- **TASK GOAL**
A copy is needed of each line in the records that has the word "below".

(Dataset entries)
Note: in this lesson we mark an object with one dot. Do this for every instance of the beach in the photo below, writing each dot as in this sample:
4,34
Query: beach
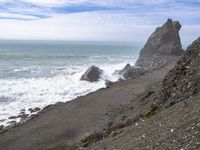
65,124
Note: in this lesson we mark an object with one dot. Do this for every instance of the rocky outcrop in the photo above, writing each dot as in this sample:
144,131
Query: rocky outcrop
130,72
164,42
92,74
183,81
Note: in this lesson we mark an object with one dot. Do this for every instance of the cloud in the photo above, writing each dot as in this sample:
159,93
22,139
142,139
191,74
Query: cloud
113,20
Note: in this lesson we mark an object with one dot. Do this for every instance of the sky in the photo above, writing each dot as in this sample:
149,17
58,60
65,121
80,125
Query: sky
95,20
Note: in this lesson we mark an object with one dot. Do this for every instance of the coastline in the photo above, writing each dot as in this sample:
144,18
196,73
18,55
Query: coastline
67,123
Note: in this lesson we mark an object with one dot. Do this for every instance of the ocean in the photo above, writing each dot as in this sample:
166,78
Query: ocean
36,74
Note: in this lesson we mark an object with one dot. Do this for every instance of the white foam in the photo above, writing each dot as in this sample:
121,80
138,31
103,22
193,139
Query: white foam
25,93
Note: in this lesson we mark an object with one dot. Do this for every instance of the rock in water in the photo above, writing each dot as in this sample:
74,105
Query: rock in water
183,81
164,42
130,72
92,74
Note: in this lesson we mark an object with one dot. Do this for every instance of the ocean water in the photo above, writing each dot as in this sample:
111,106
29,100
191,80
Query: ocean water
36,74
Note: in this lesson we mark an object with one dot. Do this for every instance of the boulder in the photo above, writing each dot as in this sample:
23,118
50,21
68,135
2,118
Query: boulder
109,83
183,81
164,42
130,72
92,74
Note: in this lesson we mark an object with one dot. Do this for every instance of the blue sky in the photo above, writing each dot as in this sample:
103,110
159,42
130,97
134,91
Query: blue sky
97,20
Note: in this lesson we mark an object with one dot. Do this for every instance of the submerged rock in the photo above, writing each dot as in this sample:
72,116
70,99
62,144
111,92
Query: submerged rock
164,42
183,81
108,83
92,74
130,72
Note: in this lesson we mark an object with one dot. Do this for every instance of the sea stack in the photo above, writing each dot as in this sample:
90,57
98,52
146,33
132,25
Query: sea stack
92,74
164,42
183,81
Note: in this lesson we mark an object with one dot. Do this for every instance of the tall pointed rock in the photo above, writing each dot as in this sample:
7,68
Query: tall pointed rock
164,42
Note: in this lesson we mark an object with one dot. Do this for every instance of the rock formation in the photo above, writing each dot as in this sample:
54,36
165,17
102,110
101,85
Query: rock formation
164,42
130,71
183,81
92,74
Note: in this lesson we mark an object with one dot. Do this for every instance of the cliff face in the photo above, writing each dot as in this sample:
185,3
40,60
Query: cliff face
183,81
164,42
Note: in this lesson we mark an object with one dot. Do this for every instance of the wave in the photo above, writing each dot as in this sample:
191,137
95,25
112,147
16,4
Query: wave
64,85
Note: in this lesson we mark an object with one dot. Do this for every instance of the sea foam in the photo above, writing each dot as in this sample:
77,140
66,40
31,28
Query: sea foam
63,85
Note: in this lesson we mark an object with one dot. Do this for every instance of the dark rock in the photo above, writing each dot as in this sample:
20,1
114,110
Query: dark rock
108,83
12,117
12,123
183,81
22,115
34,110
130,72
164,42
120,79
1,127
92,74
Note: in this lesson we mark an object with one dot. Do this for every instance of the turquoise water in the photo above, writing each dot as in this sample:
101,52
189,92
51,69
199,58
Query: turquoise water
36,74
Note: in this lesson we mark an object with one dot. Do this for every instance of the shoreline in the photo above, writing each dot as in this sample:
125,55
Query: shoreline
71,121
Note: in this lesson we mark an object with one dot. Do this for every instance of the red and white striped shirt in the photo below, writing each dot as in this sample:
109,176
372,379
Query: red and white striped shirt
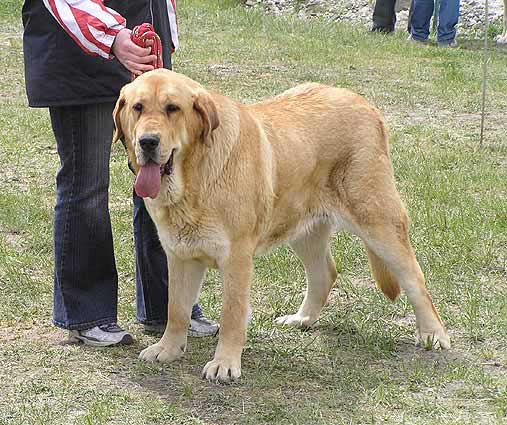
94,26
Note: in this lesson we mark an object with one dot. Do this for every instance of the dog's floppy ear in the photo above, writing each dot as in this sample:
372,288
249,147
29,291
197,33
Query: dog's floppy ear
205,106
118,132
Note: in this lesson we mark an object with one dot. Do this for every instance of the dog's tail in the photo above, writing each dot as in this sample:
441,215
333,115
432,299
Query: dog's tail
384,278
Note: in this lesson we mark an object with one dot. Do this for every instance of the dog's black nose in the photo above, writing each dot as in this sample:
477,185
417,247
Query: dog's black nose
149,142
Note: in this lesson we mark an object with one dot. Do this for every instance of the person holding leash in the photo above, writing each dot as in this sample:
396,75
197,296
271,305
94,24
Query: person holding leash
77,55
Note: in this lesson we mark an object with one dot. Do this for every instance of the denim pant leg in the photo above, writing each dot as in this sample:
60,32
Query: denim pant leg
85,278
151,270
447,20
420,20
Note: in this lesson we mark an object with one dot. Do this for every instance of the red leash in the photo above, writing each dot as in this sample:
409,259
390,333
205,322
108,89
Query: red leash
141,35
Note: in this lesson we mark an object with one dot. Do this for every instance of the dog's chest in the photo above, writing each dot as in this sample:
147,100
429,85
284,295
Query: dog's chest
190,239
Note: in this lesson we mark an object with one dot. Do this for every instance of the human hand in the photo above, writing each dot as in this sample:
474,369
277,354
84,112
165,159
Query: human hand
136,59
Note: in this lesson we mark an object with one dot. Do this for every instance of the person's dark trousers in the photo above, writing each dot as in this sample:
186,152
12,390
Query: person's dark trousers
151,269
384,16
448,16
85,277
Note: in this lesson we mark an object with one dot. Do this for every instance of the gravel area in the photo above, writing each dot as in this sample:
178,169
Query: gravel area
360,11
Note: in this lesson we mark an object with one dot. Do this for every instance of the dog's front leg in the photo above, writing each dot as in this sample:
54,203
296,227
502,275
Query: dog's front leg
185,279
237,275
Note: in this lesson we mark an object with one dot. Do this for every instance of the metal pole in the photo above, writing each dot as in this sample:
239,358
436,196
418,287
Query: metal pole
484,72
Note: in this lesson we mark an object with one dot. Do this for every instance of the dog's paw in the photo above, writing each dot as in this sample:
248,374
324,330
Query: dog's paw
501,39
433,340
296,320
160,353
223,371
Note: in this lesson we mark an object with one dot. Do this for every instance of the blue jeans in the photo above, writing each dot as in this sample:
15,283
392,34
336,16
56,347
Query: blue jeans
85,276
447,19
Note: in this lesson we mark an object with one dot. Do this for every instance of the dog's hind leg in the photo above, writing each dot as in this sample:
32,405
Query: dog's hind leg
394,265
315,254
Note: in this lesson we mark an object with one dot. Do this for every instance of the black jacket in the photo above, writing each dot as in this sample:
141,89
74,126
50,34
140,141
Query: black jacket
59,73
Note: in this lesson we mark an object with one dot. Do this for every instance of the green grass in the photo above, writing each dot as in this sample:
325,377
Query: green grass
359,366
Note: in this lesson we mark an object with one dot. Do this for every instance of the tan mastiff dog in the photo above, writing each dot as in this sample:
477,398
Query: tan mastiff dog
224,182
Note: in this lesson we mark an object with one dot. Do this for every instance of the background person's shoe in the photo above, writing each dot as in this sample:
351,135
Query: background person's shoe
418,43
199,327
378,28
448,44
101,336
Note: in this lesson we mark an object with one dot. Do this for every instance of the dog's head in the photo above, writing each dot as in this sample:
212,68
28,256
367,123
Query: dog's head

...

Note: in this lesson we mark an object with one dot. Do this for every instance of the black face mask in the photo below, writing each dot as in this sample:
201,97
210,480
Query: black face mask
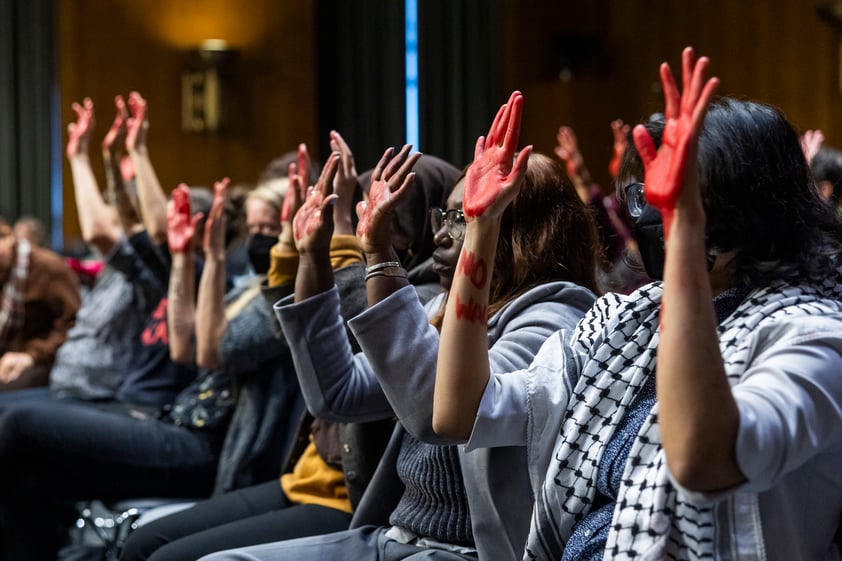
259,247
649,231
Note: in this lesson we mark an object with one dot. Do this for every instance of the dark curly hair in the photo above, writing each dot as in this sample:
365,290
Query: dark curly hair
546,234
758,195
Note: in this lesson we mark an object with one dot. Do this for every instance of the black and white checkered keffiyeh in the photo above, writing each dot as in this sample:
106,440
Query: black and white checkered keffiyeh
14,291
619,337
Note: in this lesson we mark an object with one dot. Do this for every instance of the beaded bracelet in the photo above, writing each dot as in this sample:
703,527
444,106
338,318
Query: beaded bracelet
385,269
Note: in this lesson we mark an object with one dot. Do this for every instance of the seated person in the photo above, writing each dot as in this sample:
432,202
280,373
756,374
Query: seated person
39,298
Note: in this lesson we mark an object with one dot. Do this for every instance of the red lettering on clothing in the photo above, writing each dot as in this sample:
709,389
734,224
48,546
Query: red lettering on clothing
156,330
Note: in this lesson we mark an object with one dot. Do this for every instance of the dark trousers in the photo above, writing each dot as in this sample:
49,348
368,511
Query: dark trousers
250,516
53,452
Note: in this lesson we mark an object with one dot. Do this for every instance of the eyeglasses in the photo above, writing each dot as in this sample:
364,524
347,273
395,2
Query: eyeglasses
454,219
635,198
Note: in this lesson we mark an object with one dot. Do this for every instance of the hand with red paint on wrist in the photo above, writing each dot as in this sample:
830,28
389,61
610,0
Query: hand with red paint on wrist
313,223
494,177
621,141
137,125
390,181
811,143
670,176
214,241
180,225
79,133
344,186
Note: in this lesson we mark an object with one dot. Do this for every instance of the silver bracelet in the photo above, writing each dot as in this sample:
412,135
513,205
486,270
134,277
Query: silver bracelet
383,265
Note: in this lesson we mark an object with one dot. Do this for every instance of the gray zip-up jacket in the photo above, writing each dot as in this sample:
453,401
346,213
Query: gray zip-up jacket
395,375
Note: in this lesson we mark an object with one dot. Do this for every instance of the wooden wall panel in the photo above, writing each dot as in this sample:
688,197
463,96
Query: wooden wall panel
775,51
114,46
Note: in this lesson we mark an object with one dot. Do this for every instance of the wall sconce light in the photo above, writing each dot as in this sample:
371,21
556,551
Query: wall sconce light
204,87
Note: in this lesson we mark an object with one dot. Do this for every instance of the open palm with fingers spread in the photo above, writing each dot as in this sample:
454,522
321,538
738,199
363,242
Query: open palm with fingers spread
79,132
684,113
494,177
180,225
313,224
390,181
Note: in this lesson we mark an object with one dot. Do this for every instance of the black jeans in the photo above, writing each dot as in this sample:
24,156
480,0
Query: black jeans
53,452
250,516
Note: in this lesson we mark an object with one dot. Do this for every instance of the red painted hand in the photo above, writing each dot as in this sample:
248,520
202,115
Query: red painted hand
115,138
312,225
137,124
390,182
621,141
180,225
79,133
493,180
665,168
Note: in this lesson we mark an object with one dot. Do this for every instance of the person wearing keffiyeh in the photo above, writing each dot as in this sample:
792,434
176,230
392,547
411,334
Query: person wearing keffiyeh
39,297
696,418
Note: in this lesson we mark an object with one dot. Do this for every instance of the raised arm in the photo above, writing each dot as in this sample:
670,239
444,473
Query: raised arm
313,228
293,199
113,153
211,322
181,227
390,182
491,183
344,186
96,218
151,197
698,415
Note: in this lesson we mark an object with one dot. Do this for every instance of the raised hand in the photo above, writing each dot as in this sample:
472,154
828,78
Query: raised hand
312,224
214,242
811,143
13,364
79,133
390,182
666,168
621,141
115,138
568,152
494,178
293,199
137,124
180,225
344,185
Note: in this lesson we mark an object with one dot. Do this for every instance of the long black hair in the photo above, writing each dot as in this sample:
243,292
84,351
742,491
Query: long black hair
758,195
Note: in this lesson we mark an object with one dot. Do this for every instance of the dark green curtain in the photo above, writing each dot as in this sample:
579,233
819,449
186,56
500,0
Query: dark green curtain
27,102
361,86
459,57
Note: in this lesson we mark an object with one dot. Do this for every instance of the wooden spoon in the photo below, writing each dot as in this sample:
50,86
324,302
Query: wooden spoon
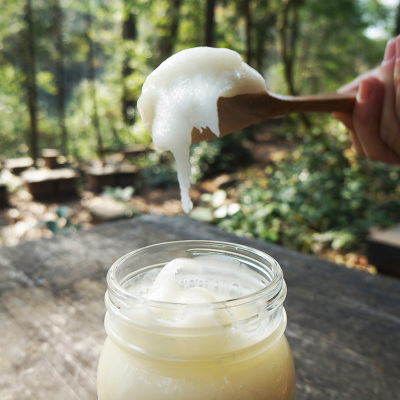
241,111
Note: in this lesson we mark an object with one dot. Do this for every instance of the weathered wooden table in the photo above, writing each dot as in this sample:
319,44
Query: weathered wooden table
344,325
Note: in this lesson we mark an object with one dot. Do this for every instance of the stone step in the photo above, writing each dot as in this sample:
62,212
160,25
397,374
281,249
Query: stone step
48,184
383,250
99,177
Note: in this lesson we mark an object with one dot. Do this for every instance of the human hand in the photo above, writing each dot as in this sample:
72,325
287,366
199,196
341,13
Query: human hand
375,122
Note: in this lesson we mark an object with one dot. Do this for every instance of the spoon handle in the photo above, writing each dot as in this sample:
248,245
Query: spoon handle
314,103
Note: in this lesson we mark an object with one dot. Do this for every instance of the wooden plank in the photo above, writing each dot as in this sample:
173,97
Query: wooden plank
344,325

* * *

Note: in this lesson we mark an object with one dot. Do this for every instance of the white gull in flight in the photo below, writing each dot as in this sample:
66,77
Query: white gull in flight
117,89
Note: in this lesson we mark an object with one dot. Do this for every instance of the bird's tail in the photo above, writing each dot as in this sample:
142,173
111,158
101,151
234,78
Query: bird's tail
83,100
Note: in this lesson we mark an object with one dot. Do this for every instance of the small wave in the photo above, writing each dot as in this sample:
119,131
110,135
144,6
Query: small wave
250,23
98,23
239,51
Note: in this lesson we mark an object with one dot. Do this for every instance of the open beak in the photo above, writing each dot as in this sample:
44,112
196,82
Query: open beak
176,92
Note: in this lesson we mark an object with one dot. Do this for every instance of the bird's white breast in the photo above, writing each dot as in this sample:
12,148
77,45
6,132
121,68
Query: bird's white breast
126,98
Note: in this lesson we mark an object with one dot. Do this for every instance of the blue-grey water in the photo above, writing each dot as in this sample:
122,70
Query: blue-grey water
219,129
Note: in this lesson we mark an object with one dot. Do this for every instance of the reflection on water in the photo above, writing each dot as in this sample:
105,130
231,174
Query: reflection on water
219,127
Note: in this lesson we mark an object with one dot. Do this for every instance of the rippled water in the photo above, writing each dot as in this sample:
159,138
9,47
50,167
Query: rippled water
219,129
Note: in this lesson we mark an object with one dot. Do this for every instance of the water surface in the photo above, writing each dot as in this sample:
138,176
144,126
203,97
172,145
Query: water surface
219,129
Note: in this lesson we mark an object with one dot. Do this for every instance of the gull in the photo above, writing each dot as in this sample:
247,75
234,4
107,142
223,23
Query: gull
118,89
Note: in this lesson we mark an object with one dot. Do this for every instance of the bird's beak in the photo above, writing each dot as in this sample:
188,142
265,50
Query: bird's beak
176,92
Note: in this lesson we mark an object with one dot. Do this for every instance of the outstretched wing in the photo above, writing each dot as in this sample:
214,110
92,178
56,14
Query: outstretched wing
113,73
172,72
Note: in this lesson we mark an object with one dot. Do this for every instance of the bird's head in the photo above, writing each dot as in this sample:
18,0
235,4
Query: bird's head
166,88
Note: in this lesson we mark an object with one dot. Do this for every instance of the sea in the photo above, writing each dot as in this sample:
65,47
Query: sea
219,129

- **EXPECTED OUTPUT**
Note: in this lesson we mark an object with one dot. Do this for every instance of the beach in the photo below, writing each dot as in this sample:
Note: in this lesson we mark an object with one dot. Do this for every instance of the red and white striped shirt in the photo below, writing each dot as in this sample:
Note: in this lesson we mark an object with one dot. Do this for every instance of the black face mask in the photo below, writing each dot as in this sample:
Note: in this lesson we mark an object with one dot. Do this for every instance of the wooden spoon in the photo below, writing each dot as in this sample:
Note: in this lesson we mark an object with one dot. Do this for every instance of the white gull in flight in the photo below, writing each dot as in this sample:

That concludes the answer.